Items from a dataset:
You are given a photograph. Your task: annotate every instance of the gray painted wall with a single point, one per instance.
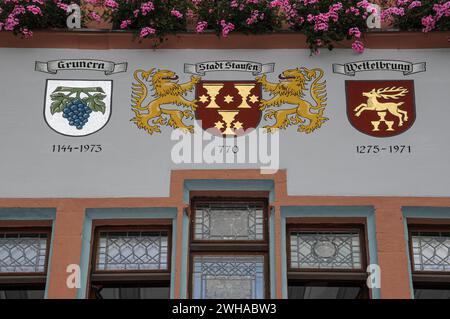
(135, 164)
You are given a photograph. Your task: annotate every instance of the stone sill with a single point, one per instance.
(107, 39)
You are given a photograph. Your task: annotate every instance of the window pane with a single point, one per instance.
(134, 293)
(324, 291)
(228, 277)
(229, 222)
(431, 251)
(132, 251)
(432, 293)
(22, 252)
(325, 250)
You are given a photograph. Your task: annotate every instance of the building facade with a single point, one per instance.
(340, 190)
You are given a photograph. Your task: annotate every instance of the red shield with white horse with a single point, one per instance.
(381, 108)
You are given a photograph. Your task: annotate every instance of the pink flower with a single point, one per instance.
(94, 16)
(358, 46)
(429, 23)
(26, 33)
(226, 28)
(34, 10)
(111, 4)
(146, 31)
(201, 26)
(176, 13)
(414, 4)
(146, 7)
(190, 13)
(354, 31)
(124, 24)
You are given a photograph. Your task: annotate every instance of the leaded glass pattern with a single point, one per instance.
(431, 251)
(229, 222)
(22, 252)
(228, 277)
(133, 250)
(325, 250)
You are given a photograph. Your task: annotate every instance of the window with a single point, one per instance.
(23, 262)
(326, 262)
(131, 263)
(430, 258)
(229, 249)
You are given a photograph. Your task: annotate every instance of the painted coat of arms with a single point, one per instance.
(77, 107)
(381, 108)
(229, 108)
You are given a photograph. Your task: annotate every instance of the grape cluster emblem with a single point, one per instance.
(77, 104)
(77, 107)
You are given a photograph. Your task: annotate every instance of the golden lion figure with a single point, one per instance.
(166, 91)
(290, 90)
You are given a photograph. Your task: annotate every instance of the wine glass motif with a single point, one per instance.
(213, 90)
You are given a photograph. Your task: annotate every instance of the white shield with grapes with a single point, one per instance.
(77, 107)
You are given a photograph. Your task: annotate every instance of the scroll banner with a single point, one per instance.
(352, 68)
(92, 65)
(227, 65)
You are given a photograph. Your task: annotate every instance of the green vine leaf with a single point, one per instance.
(95, 102)
(59, 102)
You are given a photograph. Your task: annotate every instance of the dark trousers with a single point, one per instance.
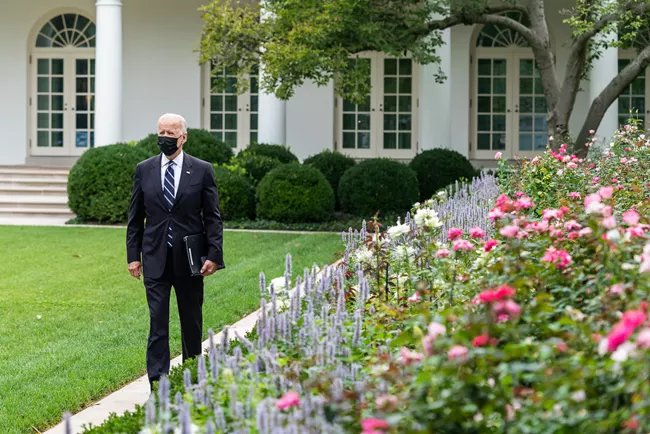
(189, 297)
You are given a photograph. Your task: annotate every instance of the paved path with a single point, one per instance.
(137, 392)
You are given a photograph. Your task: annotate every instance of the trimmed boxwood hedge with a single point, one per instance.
(236, 194)
(200, 144)
(279, 152)
(378, 184)
(295, 193)
(333, 165)
(438, 168)
(101, 181)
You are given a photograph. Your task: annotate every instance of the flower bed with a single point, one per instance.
(478, 314)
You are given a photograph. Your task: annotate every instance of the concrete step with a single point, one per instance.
(7, 189)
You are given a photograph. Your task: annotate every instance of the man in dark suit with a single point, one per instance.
(174, 195)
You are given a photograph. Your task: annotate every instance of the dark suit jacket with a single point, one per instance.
(195, 210)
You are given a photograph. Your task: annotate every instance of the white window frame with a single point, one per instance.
(69, 56)
(243, 111)
(377, 114)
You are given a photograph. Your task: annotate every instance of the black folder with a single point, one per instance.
(196, 247)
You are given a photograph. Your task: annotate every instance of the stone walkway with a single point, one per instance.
(136, 393)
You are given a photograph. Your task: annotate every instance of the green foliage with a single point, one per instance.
(279, 152)
(313, 40)
(101, 181)
(332, 165)
(200, 144)
(236, 194)
(131, 422)
(255, 166)
(378, 185)
(438, 168)
(294, 193)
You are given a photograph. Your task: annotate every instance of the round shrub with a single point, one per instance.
(101, 181)
(280, 152)
(438, 168)
(293, 193)
(236, 194)
(333, 165)
(256, 166)
(200, 144)
(379, 184)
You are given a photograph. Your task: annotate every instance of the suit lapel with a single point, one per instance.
(156, 176)
(186, 176)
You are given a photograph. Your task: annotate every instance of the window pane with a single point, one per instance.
(390, 84)
(390, 141)
(348, 140)
(363, 140)
(405, 140)
(405, 66)
(390, 123)
(405, 103)
(363, 122)
(43, 66)
(390, 66)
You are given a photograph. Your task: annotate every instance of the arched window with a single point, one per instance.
(67, 30)
(508, 103)
(62, 97)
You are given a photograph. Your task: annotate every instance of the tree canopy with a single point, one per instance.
(299, 40)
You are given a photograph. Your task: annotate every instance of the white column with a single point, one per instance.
(435, 100)
(602, 73)
(272, 117)
(108, 73)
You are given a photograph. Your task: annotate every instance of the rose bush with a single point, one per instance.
(519, 311)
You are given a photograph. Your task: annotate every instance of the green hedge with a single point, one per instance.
(236, 194)
(380, 185)
(438, 168)
(101, 181)
(279, 152)
(256, 166)
(295, 193)
(200, 144)
(333, 165)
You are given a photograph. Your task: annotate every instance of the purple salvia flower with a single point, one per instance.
(262, 284)
(150, 412)
(287, 264)
(187, 380)
(67, 423)
(220, 418)
(185, 419)
(202, 371)
(209, 427)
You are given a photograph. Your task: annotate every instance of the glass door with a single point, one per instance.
(491, 106)
(62, 105)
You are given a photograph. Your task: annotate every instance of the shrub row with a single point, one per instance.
(268, 182)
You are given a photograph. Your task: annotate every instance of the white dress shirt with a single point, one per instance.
(178, 168)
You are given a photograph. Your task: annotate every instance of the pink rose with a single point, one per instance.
(490, 244)
(454, 233)
(462, 245)
(606, 192)
(631, 217)
(509, 231)
(457, 352)
(476, 232)
(290, 399)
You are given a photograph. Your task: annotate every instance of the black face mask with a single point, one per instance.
(168, 145)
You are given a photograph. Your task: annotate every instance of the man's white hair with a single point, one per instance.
(173, 117)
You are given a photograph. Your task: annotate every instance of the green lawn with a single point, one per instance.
(74, 323)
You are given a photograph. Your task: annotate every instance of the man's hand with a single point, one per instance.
(135, 268)
(208, 268)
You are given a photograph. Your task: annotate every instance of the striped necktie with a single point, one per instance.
(168, 190)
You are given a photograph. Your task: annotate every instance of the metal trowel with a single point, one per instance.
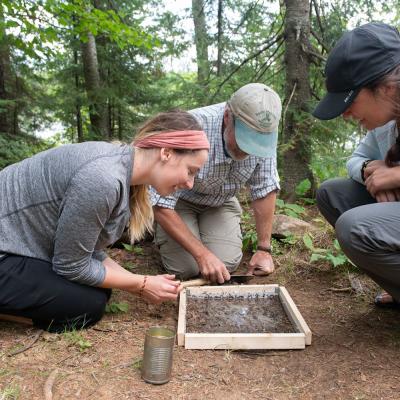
(235, 279)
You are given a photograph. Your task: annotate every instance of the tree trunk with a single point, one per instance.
(77, 104)
(97, 106)
(296, 137)
(201, 39)
(219, 37)
(7, 110)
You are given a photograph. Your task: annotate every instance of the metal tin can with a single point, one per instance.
(157, 357)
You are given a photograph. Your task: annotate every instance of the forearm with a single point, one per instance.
(119, 278)
(176, 228)
(263, 214)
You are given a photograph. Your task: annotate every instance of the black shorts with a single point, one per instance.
(30, 288)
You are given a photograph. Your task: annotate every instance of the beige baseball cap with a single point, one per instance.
(257, 111)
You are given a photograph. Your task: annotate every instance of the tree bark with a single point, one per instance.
(296, 125)
(201, 39)
(97, 106)
(77, 104)
(7, 107)
(219, 37)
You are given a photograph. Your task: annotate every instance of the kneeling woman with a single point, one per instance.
(61, 208)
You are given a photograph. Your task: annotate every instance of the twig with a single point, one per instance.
(28, 346)
(348, 289)
(48, 386)
(95, 378)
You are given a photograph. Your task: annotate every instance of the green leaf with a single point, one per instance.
(336, 260)
(138, 250)
(128, 247)
(317, 257)
(303, 187)
(280, 203)
(308, 242)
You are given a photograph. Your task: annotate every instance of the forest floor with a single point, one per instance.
(355, 351)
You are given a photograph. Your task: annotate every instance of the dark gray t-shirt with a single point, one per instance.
(66, 205)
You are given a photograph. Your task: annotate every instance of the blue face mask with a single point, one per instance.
(224, 147)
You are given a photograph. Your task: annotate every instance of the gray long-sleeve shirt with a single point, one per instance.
(65, 205)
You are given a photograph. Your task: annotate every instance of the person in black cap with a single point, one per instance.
(363, 83)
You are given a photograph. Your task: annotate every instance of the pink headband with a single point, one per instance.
(190, 140)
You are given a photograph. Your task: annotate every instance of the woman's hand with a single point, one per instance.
(159, 288)
(261, 264)
(383, 179)
(373, 166)
(388, 195)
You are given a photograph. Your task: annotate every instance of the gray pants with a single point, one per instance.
(218, 228)
(368, 232)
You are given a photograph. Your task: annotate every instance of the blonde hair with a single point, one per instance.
(142, 216)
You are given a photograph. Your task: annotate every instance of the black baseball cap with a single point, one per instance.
(360, 57)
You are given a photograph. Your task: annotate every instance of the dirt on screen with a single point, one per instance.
(255, 313)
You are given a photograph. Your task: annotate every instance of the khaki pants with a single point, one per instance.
(217, 227)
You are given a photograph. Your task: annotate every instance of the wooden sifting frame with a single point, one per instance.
(244, 341)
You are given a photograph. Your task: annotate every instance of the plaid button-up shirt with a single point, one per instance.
(221, 177)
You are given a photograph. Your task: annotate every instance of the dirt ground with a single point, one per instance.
(355, 352)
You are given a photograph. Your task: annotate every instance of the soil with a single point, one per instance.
(233, 314)
(354, 354)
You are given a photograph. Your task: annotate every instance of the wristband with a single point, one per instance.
(364, 165)
(143, 285)
(266, 249)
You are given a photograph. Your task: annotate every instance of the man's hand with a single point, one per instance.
(383, 179)
(261, 264)
(387, 195)
(212, 268)
(161, 288)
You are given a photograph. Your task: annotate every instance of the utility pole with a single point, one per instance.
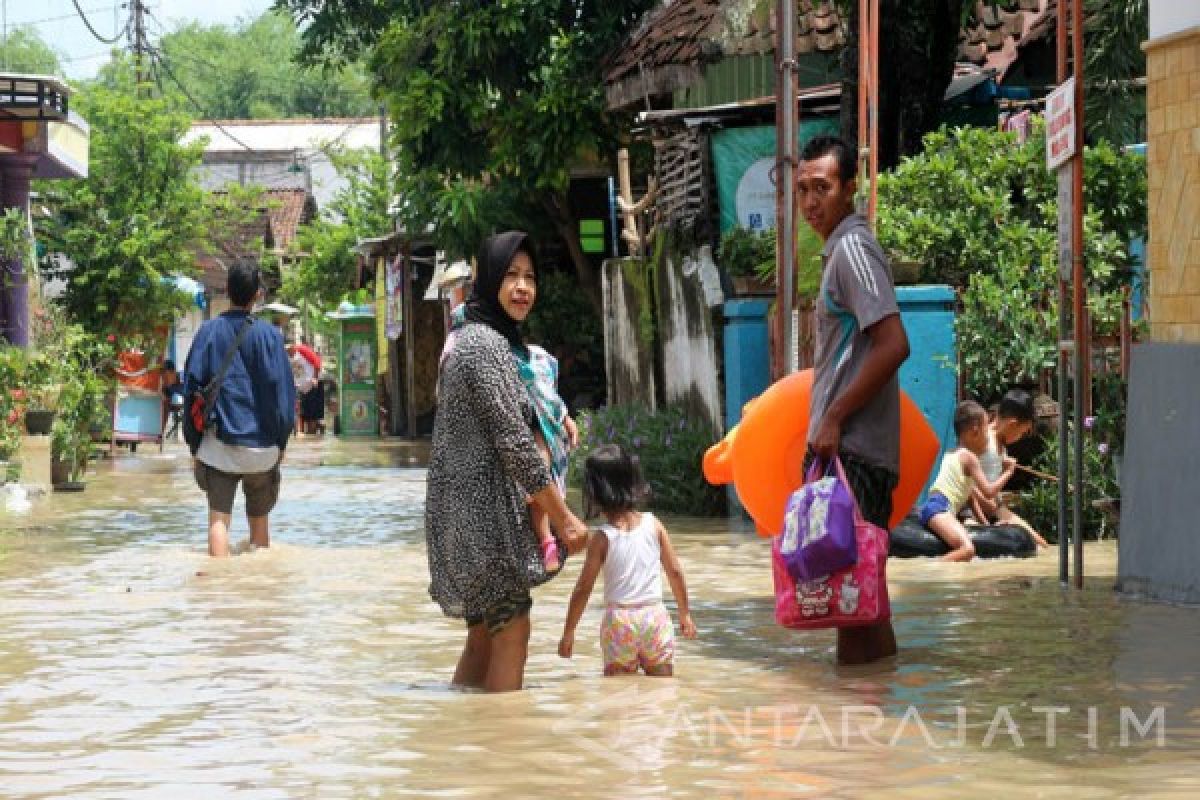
(139, 42)
(786, 122)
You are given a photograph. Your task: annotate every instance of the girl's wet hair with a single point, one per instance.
(967, 415)
(612, 481)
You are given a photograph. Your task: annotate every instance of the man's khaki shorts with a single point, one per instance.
(262, 489)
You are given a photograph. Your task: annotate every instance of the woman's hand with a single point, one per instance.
(573, 432)
(575, 534)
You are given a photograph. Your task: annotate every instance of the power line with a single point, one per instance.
(59, 18)
(160, 58)
(83, 16)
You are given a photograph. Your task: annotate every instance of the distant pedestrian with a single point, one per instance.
(255, 411)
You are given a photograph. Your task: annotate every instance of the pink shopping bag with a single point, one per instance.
(856, 595)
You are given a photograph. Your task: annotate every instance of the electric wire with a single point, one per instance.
(157, 55)
(83, 16)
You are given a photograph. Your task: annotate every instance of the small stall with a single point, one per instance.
(358, 409)
(137, 404)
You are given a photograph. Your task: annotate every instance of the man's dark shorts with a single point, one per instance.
(262, 489)
(504, 612)
(873, 487)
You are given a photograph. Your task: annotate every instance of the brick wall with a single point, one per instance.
(1173, 67)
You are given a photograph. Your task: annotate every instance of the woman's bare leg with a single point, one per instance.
(477, 653)
(510, 647)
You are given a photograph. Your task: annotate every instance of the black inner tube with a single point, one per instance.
(910, 539)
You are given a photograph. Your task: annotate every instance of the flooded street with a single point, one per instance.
(132, 666)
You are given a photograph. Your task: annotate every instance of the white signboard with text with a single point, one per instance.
(1061, 125)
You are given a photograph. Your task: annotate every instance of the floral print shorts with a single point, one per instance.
(636, 637)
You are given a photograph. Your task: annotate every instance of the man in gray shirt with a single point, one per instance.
(861, 344)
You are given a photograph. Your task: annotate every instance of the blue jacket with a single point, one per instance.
(256, 405)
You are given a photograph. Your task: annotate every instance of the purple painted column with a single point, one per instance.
(15, 175)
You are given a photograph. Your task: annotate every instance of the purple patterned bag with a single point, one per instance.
(819, 527)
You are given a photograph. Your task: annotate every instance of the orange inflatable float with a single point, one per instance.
(763, 455)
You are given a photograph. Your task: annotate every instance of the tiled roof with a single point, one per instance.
(675, 41)
(288, 209)
(243, 242)
(997, 32)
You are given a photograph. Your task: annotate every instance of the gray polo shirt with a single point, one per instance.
(856, 293)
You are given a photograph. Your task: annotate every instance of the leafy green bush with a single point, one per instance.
(743, 251)
(1039, 505)
(978, 210)
(670, 447)
(567, 325)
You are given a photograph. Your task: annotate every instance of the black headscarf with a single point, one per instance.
(484, 305)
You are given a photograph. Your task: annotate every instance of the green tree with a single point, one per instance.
(1115, 103)
(24, 50)
(918, 43)
(249, 71)
(492, 104)
(133, 221)
(327, 263)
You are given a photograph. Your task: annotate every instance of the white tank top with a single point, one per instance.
(633, 569)
(991, 461)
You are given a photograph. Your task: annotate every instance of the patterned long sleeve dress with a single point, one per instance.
(484, 464)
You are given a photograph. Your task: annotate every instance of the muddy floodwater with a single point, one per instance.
(133, 667)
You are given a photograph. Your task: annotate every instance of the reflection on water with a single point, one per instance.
(131, 666)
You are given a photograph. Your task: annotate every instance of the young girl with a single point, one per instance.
(553, 431)
(633, 549)
(959, 475)
(1013, 421)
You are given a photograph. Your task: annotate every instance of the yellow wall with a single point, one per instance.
(1173, 68)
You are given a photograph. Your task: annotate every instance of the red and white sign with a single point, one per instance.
(1061, 125)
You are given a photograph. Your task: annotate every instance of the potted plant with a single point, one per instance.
(43, 372)
(744, 254)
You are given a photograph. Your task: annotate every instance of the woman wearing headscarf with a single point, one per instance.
(484, 469)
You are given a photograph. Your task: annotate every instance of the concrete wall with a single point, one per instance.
(628, 360)
(1169, 17)
(688, 340)
(1173, 104)
(1159, 549)
(1159, 553)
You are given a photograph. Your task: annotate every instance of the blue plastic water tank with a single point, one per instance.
(747, 355)
(930, 374)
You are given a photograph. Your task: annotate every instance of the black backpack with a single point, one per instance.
(202, 405)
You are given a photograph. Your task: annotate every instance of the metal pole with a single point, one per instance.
(864, 38)
(1063, 471)
(785, 181)
(874, 55)
(1079, 282)
(139, 43)
(408, 276)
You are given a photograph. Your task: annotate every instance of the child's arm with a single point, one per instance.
(975, 471)
(573, 432)
(678, 585)
(598, 548)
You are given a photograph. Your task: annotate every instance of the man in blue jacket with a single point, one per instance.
(255, 411)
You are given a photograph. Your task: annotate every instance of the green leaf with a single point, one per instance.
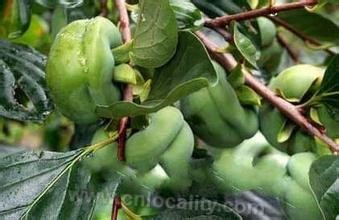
(23, 92)
(245, 46)
(15, 17)
(199, 210)
(218, 8)
(188, 71)
(326, 32)
(64, 3)
(34, 185)
(324, 181)
(156, 34)
(188, 16)
(125, 73)
(329, 88)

Instructions to follow: From the line that contains "dress with a single point, one per instance." to the end of the material above, output every line exactly, both ends included, but leave out any pictures.

Exercise output:
You are given a photograph. Your task: annotate every instance of the patterned long sleeve dress with a single point, one per instance.
(484, 464)
You are given a photograph. Your task: annotate every instance of the muddy floodwater with a single point, one per instance.
(133, 667)
You are given a photograph. Your task: annotate every instance of the reflection on water with a single point, one per instance.
(131, 666)
You are given a photograph. Your task: annotate every instance of the young girl with a single point, one per instance.
(553, 431)
(633, 549)
(959, 475)
(1013, 421)
You are given a photograph. Your task: annotate every instance of the yellow wall with a single point, one per instance.
(1173, 68)
You are given a photograph. Your task: annotate every instance of the red and white sign with a single point, one per instance.
(1061, 125)
You are given a photograph. Your task: annotate every instance of the potted plant with a single point, one per instance.
(43, 372)
(744, 254)
You are given a photograph. Your task: annotate every instance of the woman wearing headscarf with a single point, one per instance.
(484, 469)
You are given a photograph. Your task: annotate every instance of the concrete wall with a single point, one per instance.
(628, 360)
(1169, 17)
(688, 340)
(1173, 104)
(1159, 549)
(1159, 553)
You are given a photograph. Your task: annotate every instance of the blue plastic water tank with a single point, one per instance.
(747, 355)
(930, 374)
You are given a photograph. Your task: annotate every instance of the black backpack with a single point, one per instance.
(202, 405)
You are given a photograph. Your task: annotate every instance of the metal pole with a single point, one per instance.
(864, 38)
(1063, 471)
(785, 181)
(874, 55)
(1079, 282)
(139, 43)
(408, 276)
You are given a photograph. Your task: annotate every instance of the child's arm with a single point, one per instance.
(975, 471)
(573, 432)
(678, 585)
(598, 548)
You are given a photograph. Your task: annotate every instance of the man in blue jacket with a single point, one per instance.
(255, 411)
You are given a photograph. Your task: annotate every instance of the green leaf with a single point, one per instance.
(23, 92)
(245, 46)
(15, 17)
(199, 210)
(218, 8)
(188, 71)
(326, 32)
(64, 3)
(34, 185)
(324, 181)
(156, 34)
(188, 16)
(125, 73)
(329, 88)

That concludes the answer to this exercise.